▶ **PROMPT**
Exact copies are required of the lines from the line containing "tag the ornate gilded altarpiece" through the final line of the listing, both included, and of no other lines.

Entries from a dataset

↓

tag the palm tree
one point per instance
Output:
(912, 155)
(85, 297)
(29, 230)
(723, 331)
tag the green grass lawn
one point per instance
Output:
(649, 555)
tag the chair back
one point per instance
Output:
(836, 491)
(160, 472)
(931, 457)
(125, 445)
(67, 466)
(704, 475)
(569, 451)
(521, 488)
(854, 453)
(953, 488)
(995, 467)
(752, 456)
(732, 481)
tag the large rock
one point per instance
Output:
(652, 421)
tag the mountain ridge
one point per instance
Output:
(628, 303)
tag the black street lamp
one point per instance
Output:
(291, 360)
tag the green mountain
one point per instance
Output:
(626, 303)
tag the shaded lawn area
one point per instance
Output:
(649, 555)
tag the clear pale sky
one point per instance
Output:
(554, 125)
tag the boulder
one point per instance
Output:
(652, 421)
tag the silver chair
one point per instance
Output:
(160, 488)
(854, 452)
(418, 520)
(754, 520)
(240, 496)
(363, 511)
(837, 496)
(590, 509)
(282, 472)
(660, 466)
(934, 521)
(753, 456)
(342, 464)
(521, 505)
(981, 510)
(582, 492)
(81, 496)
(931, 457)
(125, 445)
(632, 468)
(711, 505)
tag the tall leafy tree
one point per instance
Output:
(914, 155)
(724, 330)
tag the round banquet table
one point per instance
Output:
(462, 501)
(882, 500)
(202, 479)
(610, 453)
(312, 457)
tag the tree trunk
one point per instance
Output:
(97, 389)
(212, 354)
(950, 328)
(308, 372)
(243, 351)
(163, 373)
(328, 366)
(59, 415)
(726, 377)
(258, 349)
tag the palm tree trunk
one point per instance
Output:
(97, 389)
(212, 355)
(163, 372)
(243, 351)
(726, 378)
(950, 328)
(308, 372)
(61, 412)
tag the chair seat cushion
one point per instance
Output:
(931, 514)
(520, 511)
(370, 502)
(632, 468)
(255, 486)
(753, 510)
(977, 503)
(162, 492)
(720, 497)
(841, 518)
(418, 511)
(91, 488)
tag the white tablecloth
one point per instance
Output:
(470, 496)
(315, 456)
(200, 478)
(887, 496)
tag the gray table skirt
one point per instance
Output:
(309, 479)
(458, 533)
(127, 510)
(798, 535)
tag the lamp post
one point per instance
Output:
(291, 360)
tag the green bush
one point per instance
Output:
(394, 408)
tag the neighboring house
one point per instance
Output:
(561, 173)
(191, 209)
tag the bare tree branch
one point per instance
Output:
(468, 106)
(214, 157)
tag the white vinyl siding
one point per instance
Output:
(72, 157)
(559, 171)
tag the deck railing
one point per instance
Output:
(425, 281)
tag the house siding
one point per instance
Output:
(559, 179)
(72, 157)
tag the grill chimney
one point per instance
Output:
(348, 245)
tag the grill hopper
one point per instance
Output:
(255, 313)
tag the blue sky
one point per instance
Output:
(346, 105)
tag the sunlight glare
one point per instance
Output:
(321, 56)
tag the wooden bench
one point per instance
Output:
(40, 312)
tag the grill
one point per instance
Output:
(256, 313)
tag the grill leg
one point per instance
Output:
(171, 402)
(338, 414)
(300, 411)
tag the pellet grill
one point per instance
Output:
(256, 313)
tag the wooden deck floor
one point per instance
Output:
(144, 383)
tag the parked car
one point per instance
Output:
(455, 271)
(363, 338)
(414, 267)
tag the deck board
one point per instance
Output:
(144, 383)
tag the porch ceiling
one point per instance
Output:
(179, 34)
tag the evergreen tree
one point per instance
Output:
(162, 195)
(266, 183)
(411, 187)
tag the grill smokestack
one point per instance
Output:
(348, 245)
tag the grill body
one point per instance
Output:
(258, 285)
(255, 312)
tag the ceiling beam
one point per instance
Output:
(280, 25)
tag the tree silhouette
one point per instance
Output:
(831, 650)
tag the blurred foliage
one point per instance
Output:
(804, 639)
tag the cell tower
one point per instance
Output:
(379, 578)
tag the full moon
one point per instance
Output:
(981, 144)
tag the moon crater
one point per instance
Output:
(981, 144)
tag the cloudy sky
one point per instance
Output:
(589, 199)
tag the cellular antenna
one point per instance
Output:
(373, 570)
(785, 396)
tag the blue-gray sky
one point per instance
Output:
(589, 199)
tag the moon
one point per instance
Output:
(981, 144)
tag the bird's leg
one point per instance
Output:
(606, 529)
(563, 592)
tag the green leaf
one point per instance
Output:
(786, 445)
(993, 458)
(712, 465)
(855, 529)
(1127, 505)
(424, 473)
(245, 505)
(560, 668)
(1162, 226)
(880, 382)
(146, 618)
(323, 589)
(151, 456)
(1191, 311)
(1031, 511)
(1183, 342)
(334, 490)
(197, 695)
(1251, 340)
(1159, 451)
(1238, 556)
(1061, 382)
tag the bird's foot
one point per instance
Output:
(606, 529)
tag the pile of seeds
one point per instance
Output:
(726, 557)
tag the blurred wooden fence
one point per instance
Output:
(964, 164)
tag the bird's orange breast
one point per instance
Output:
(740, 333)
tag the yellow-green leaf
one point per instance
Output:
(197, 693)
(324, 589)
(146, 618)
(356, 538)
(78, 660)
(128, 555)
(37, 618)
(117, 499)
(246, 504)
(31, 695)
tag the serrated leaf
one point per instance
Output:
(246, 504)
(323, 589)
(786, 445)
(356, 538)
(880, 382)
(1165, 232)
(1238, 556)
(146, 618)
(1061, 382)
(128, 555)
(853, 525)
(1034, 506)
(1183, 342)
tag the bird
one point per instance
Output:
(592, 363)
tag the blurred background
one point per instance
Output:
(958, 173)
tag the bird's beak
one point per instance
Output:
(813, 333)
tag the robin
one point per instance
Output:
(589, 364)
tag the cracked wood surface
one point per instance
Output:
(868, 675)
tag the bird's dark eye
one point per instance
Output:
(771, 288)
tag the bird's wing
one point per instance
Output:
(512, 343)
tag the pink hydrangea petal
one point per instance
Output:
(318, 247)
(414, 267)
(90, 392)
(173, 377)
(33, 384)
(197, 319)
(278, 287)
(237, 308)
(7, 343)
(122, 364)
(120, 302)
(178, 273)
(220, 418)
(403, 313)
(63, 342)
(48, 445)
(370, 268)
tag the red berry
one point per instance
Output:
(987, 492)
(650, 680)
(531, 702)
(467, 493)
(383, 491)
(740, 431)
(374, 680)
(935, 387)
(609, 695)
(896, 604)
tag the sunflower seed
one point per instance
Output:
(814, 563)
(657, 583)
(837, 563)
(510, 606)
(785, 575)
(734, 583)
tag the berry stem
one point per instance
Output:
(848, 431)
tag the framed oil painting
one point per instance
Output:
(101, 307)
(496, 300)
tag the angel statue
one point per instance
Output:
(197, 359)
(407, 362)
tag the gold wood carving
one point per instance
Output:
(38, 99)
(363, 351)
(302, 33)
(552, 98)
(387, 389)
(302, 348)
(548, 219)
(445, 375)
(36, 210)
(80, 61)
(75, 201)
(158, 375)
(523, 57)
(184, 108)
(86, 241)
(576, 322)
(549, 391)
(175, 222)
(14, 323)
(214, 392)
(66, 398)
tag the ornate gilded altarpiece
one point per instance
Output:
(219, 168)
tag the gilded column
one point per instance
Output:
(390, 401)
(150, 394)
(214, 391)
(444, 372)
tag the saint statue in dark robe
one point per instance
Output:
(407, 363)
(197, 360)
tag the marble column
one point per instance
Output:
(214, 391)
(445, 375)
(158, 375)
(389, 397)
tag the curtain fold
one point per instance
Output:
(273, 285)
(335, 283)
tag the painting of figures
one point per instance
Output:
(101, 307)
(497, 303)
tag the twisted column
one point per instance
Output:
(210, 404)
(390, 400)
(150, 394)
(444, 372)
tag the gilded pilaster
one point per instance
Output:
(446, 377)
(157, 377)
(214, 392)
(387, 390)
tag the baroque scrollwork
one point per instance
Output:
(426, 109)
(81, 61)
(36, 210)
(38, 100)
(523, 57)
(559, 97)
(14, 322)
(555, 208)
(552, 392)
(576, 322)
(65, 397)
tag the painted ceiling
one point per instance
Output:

↑

▶ **RESULT OF THE EXERCISE**
tag the ornate gilded altarpiece
one point per instance
Output:
(219, 168)
tag the gilded column
one point per instance
Output:
(390, 401)
(150, 394)
(214, 391)
(444, 372)
tag the saint statue in dark robe
one point per instance
Output:
(407, 363)
(197, 360)
tag the marble column
one point per instance
Output:
(214, 391)
(445, 375)
(158, 375)
(389, 397)
tag the curtain fold
one point per instance
Output:
(273, 285)
(335, 283)
tag the painting of figures
one point per instance
Output:
(101, 307)
(497, 303)
tag the twisted column
one point per instance
Output:
(210, 404)
(390, 400)
(150, 394)
(444, 372)
tag the gilded pilaster
one point per instance
Output:
(446, 377)
(157, 377)
(214, 392)
(387, 390)
tag the baroque scrollwork
one point per instance
Output:
(426, 109)
(81, 61)
(36, 210)
(38, 100)
(523, 57)
(559, 97)
(14, 322)
(555, 208)
(552, 392)
(576, 322)
(65, 397)
tag the painted ceiling
one point per instance
Output:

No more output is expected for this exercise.